_The exercise_: Count how many lines of the listing below contain the string "wall". Reply with that number alone.

_Material_:
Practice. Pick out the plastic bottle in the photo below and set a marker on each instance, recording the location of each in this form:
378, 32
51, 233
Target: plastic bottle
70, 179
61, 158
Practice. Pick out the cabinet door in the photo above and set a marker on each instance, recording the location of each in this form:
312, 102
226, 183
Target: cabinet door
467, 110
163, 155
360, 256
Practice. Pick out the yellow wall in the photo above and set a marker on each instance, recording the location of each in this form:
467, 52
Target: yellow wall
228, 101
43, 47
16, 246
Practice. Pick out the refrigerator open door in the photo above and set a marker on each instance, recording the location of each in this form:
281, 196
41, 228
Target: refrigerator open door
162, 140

* * *

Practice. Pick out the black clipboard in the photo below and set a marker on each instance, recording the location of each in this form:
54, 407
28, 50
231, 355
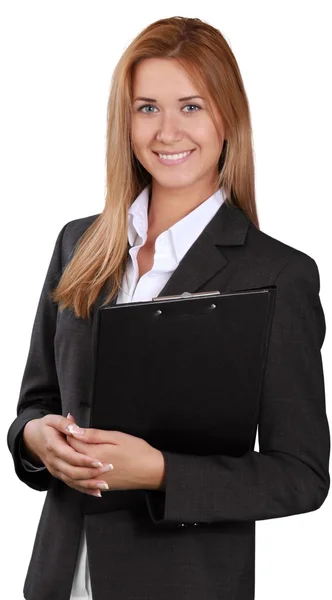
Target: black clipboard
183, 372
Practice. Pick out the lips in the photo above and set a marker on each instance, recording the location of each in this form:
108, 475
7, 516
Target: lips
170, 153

* * *

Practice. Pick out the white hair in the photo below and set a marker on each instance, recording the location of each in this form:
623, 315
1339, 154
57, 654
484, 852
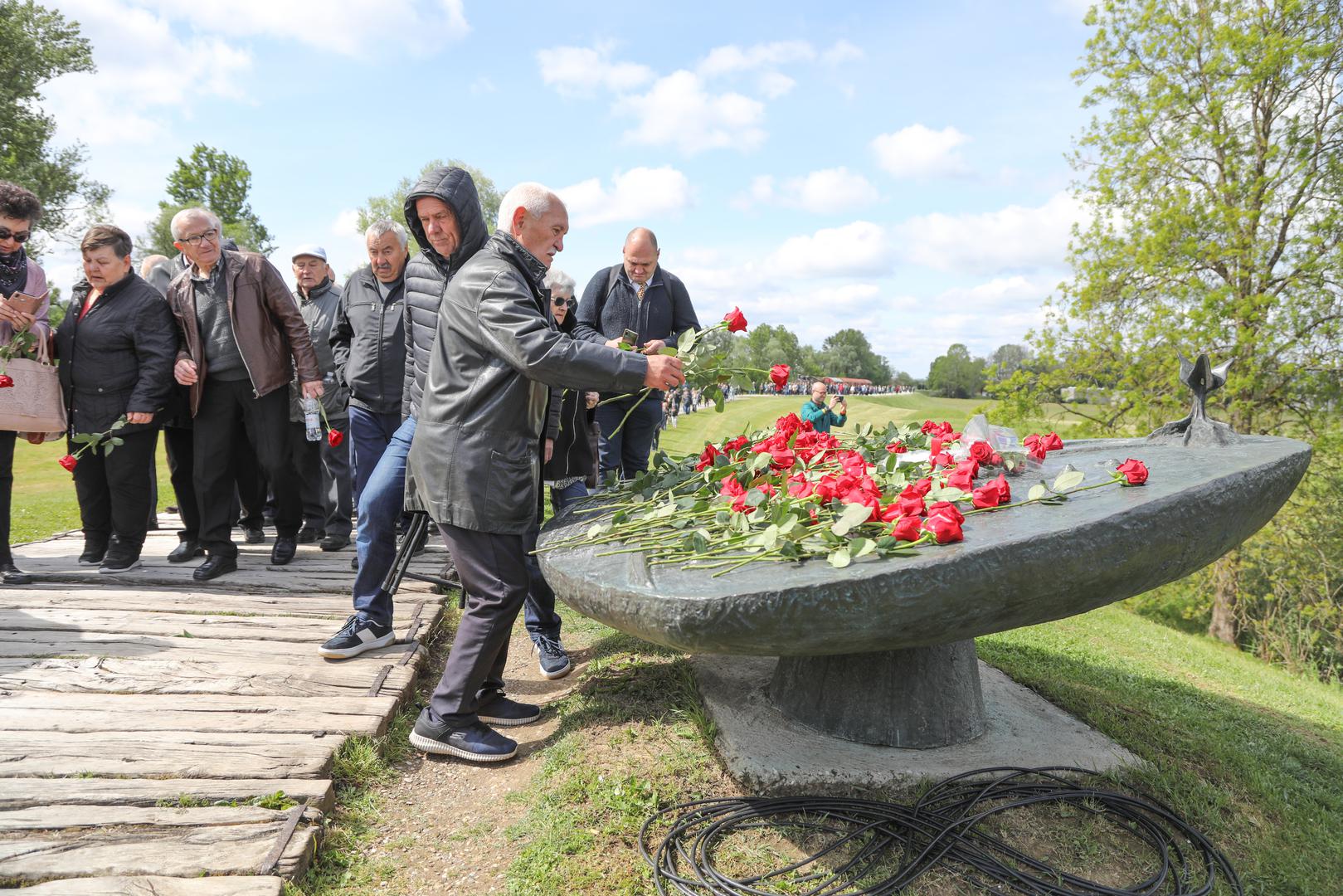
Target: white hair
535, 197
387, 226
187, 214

_Written answer_: 2